Regulatory Issues and Approaches to Municipal LED
Street Lighting Conversions
FEBRUARY 2017
Regulatory Issues and Approaches to Municipal LED Street Lighting Conversions
Municipalities considering energy-efficient light-emitting diode (LED) street lights for their jurisdiction face a variety of regulatory issues. This brief describes how cities can successfully address these challenges to achieve multiple advantages:
Lower energy costs. Today’s LED technology can offer equal or superior lighting performance while lowering street lighting electricity consumption by 50% or more.1 Given that street lights can constitute as much as 40% of municipal energy bills,2 these savings are significant for local budgets.

_ _ _ _ _ _ _

■ PROMPT 1 ■
In the listing below, identify every line that contains the word "body" and copy each such line in full.

■ DATA ■
_ _ _ _ _ _ _

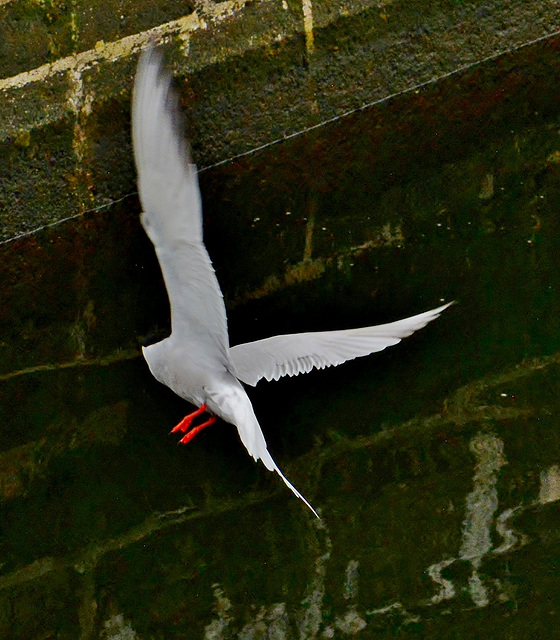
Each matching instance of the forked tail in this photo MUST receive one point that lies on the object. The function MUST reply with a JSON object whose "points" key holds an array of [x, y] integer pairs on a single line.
{"points": [[252, 437]]}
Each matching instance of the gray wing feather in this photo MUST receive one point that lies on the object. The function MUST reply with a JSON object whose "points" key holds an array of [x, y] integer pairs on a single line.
{"points": [[290, 355], [172, 212]]}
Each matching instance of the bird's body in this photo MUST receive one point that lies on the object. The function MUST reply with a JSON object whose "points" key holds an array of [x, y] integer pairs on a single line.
{"points": [[196, 361]]}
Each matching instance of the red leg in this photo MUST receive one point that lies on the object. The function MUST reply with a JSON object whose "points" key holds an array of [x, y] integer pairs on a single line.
{"points": [[187, 420], [192, 433]]}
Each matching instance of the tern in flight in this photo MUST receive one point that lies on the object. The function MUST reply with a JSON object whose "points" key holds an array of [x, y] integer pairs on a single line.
{"points": [[196, 361]]}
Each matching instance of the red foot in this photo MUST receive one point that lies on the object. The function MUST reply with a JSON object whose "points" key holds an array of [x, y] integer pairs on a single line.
{"points": [[186, 423], [192, 433]]}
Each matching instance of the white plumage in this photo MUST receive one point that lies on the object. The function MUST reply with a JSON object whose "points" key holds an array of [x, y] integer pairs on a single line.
{"points": [[195, 361]]}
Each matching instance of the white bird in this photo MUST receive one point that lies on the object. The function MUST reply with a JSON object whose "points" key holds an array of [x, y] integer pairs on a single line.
{"points": [[196, 361]]}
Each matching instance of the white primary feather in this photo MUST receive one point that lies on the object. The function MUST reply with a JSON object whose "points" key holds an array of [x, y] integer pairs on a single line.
{"points": [[172, 212]]}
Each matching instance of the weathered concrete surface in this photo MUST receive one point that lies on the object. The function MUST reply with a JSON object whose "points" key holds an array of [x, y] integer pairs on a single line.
{"points": [[253, 71], [436, 464]]}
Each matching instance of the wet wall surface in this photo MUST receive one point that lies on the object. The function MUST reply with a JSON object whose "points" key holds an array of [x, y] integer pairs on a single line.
{"points": [[435, 465]]}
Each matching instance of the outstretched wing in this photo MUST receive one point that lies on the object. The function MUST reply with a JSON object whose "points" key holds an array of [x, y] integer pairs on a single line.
{"points": [[290, 355], [172, 212]]}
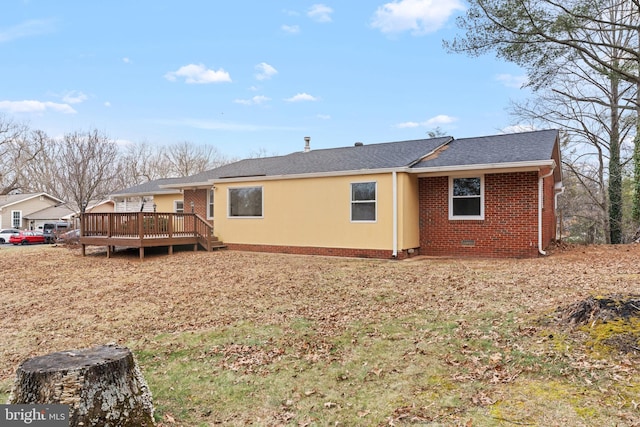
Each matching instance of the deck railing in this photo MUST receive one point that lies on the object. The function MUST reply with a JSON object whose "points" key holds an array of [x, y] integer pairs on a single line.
{"points": [[145, 225]]}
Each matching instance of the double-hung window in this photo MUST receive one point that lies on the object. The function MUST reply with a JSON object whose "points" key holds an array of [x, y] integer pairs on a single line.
{"points": [[210, 204], [363, 201], [245, 202], [466, 197], [16, 219]]}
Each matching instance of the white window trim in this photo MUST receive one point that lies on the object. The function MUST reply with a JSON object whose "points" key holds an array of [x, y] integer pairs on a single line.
{"points": [[351, 202], [466, 217], [12, 223], [229, 216], [211, 192]]}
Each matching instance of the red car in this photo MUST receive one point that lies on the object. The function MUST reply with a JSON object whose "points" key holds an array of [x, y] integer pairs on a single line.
{"points": [[26, 238]]}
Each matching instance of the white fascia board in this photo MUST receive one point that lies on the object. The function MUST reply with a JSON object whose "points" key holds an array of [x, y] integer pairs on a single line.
{"points": [[305, 175], [445, 170], [187, 185]]}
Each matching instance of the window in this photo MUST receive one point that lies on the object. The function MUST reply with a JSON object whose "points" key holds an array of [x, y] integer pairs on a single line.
{"points": [[210, 204], [466, 198], [16, 219], [363, 201], [245, 202]]}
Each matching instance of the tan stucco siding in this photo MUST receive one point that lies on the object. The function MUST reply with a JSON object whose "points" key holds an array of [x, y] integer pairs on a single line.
{"points": [[308, 212], [408, 212]]}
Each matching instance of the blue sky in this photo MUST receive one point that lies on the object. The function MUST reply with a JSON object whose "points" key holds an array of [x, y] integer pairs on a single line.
{"points": [[248, 76]]}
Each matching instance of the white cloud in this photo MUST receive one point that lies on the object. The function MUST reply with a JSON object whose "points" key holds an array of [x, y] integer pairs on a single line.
{"points": [[290, 12], [418, 16], [31, 106], [320, 13], [407, 125], [518, 128], [29, 28], [256, 100], [291, 29], [509, 80], [265, 71], [441, 119], [223, 125], [74, 97], [301, 97], [198, 74]]}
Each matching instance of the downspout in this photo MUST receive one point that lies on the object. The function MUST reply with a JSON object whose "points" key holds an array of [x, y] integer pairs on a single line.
{"points": [[540, 206], [394, 191]]}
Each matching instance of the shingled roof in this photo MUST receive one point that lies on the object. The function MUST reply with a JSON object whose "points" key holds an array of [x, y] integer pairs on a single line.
{"points": [[497, 149], [354, 158], [418, 155]]}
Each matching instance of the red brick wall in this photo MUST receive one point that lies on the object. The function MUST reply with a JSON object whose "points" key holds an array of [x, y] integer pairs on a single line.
{"points": [[510, 225], [549, 223]]}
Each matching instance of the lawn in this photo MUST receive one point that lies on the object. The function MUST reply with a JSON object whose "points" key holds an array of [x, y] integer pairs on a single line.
{"points": [[236, 338]]}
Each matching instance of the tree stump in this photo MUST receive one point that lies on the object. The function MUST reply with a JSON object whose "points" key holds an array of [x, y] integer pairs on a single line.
{"points": [[103, 386]]}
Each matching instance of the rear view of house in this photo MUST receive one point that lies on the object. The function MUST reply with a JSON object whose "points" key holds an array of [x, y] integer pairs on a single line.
{"points": [[490, 196]]}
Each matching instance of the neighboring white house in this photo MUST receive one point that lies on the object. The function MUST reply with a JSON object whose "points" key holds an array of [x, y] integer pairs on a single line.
{"points": [[16, 210]]}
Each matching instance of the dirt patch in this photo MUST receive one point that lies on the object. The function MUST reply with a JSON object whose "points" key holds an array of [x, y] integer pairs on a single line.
{"points": [[612, 322], [601, 308]]}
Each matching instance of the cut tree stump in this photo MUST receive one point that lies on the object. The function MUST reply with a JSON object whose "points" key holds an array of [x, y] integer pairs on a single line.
{"points": [[103, 386]]}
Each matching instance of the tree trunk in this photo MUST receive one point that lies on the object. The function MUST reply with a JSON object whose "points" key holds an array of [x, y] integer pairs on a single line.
{"points": [[103, 386]]}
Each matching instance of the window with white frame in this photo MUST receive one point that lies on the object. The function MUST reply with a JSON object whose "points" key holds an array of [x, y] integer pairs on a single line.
{"points": [[466, 197], [363, 201], [245, 202], [210, 198], [16, 219]]}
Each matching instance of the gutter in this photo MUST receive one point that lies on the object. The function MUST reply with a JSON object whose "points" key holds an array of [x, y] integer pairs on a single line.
{"points": [[394, 192], [540, 205]]}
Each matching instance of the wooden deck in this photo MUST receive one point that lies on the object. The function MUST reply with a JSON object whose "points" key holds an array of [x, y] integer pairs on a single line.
{"points": [[144, 230]]}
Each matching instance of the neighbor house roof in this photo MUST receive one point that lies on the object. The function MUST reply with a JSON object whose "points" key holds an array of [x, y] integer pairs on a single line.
{"points": [[52, 213], [11, 199], [148, 188], [419, 156]]}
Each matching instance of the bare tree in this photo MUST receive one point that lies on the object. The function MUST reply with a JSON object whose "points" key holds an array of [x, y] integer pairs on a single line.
{"points": [[187, 158], [142, 162], [548, 38], [87, 167], [19, 148]]}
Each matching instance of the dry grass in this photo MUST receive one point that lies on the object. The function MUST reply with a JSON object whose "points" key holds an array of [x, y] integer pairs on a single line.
{"points": [[493, 355]]}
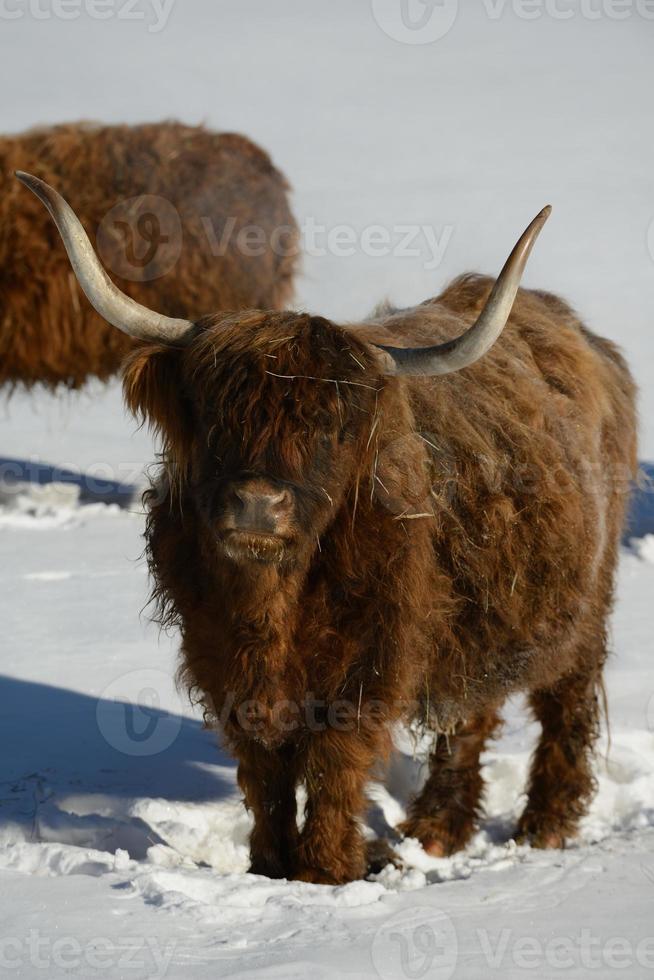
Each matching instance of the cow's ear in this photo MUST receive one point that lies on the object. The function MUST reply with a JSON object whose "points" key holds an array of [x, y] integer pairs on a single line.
{"points": [[153, 390]]}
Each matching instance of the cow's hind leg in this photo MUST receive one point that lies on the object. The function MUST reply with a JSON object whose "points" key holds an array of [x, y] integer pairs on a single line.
{"points": [[444, 815], [561, 781]]}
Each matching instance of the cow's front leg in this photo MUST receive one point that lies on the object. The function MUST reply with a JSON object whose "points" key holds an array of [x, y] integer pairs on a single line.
{"points": [[267, 779], [335, 768]]}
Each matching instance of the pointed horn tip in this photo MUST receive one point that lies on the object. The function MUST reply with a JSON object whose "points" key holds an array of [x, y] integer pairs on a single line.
{"points": [[35, 184], [24, 177]]}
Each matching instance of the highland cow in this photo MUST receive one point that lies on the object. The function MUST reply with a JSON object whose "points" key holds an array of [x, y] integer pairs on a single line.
{"points": [[409, 518], [172, 207]]}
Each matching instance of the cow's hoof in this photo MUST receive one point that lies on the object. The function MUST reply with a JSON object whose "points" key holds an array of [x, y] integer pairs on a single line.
{"points": [[542, 834], [379, 854], [544, 840]]}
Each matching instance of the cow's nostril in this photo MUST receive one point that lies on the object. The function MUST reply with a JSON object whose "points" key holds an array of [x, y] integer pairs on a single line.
{"points": [[257, 506], [279, 501]]}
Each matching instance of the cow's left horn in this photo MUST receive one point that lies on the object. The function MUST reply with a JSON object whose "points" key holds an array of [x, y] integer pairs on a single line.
{"points": [[112, 304], [453, 355]]}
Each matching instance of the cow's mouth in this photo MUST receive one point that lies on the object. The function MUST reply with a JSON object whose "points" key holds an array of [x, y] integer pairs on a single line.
{"points": [[254, 546]]}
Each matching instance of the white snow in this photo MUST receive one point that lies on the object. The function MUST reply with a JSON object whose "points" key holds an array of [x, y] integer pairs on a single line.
{"points": [[127, 856]]}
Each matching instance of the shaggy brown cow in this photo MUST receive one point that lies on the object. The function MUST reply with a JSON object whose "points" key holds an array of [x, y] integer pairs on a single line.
{"points": [[177, 248], [348, 533]]}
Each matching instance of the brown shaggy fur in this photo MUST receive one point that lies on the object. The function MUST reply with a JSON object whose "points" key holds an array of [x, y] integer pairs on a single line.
{"points": [[455, 541], [48, 330]]}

_ _ _ _ _ _ _

■ PROMPT 2 ■
According to the brief on LED street lighting conversions, what share of municipal energy bills can street lights make up?

■ EXERCISE OUTPUT 1 ■
Each matching instance of the bird's body in this photo MUST receive one point that lies on the object. The function MUST reply with a JSON object whose "points" key holds an array of [x, y] integer pairs on a single line.

■ EXERCISE OUTPUT 2 ■
As much as 40%.